SELECTED EXCERPT =>
Helen Browne, co-founder and chairperson of the National Infertility Support and Information Group said: "The amount of women struggling to conceive will begin to surge over the next few years due to STDs and infections in the younger years.


"My concern especially applies to women and men in their early twenties who are contracting STDs from unprotected sex."

According to Ms Browne, the call by the nationwide charity was prompted by the frightening figures released by the Health Protection Surveillance Centre earlier this year which showed a sharp rise in most sexually transmitted infections.

In the first six weeks of this year there was a surge in cases of chlamydia, Ireland's most common STD which was up from 142 last year to 736.

"The gonorrhoea crisis shows no sign of abating, with 167 cases reported, up 29 on the previous year," Ms Browne said of the same report.

"The number of young women contracting chlamydia, which is the reason for 1 in 60 visits to GPs by women under 45 , is on the rise, rapidly," said the chairwoman the Cork-based organisation.


NISIG recommends chlamydia screening for all sexually active women aged 25 and under as, if untreated, there is a 10-15pc chance of developing pelvic inflammatory disease (PID) which seriously impacts on fertility.

WORK TO COMPLETE =>
a) In the excerpt on infertility and sexually transmitted infections, why does NISIG recommend chlamydia screening for all sexually active women aged 25 and under? Answer in one to three sentences.
b) Carry on the excerpt on infertility and sexually transmitted infections, picking up after its final sentence.

INPUT DATA =>
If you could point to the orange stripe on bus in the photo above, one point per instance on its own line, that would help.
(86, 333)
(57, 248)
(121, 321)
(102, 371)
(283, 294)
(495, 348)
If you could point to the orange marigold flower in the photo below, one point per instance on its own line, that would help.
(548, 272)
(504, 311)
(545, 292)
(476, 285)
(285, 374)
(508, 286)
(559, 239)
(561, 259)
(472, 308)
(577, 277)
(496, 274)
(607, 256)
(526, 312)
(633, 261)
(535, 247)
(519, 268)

* * *

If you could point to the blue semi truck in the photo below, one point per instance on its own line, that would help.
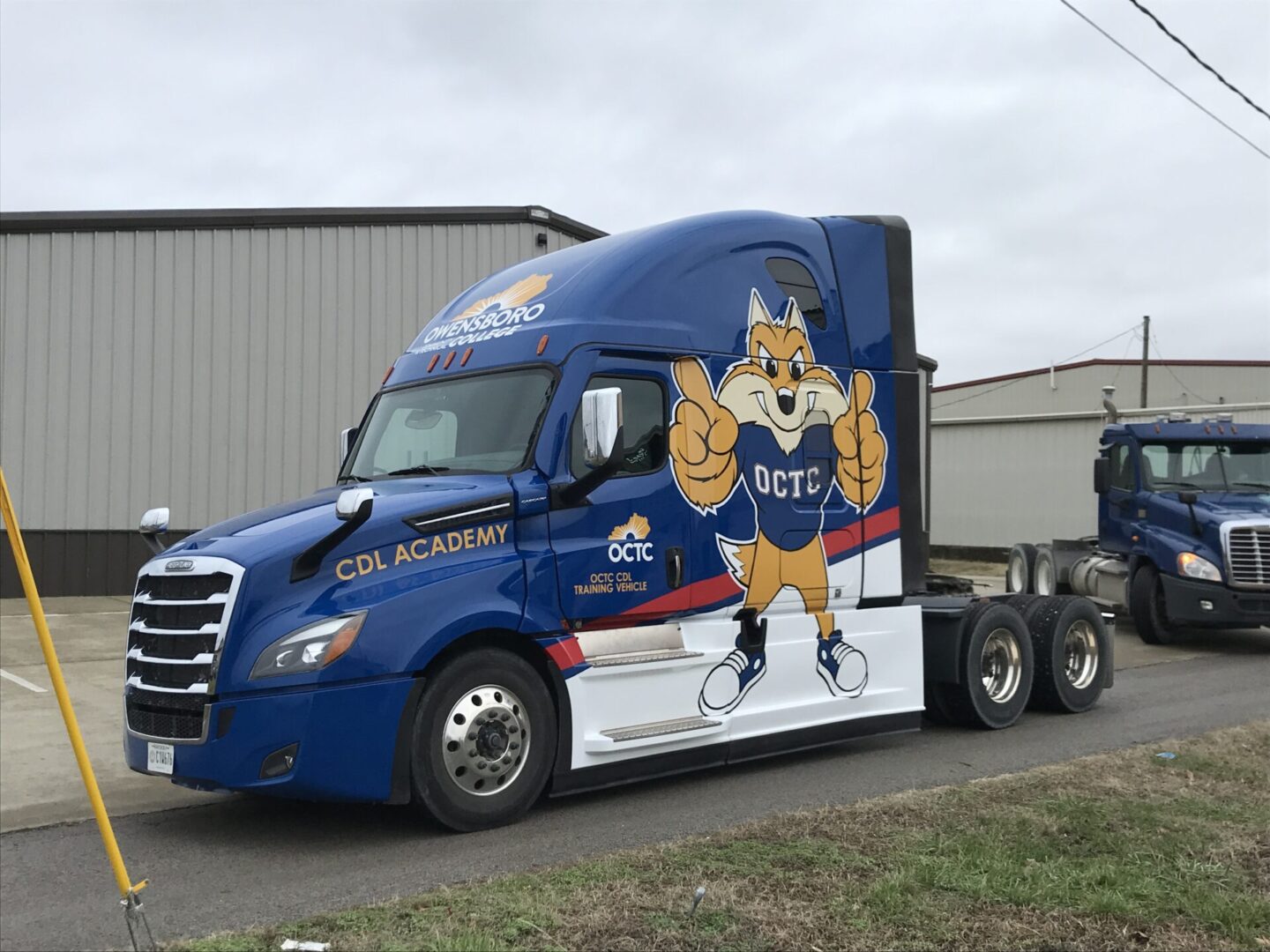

...

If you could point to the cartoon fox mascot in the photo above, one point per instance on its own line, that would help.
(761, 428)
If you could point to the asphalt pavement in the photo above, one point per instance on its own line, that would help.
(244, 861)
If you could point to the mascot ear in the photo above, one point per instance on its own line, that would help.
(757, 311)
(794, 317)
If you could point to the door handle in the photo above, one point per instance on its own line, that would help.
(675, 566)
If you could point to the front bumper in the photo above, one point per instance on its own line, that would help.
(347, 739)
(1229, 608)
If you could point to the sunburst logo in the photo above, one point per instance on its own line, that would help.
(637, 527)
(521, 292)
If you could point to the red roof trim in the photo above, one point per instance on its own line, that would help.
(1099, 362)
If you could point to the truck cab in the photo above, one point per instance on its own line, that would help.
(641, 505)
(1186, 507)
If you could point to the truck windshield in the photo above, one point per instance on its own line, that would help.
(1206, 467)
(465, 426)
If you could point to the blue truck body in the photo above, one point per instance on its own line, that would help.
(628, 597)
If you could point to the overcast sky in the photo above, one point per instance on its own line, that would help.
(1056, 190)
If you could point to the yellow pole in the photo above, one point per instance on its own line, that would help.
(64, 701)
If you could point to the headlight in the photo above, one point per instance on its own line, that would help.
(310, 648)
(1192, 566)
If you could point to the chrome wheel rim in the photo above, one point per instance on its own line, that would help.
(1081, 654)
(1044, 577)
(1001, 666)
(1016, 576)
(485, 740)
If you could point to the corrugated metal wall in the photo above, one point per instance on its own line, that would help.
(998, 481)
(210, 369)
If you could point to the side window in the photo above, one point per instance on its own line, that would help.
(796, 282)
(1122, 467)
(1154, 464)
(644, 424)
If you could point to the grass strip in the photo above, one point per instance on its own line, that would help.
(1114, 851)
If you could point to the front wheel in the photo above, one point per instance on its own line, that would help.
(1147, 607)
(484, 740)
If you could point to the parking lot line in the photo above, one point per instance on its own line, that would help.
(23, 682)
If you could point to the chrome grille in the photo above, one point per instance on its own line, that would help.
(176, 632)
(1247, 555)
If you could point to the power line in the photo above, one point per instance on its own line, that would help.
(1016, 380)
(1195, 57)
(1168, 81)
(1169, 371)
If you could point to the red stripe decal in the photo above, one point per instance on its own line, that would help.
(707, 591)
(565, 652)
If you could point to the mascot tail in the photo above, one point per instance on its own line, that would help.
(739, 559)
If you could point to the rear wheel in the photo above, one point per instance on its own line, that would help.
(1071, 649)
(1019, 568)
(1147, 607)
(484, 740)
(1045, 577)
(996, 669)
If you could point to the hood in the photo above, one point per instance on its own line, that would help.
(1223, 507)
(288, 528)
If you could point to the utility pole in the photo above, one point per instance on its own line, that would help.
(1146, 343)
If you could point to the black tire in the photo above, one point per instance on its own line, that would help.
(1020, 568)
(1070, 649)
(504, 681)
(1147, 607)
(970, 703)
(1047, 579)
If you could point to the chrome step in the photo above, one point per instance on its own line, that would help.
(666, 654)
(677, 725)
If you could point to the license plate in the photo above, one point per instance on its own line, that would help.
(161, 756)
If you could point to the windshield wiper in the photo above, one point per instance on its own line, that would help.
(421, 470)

PER-TASK ANSWERS =>
a) Untreated chlamydia carries a 10-15pc chance of developing pelvic inflammatory disease (PID), which seriously impacts fertility.

b)
"Fertility problems and not being able to conceive a child can be mentally, physically and emotionally exhausting, so for hopeful parents to only discover they can't have children because of an STI they contracted at a younger age is heart-breaking.

They can feel isolated as they are surrounded by family and friends with children so it is devastating," she continued.

NISIG, which receives limited funding from the Government and relies mainly on volunteers, organises monthly support groups for both men and women who are suffering from fertility issues and will be holding a conference on October 11 in Hilton Dublin's Airport Hotel.

NISIG, which was founded in 1996, suggested that more education for young people in the area of sexual health was severely lacking.

Mrs Browne pointed to the latest in-depth data, which showed that 59pc of STDs in Ireland are contracted by those in the 19-20 age bracket.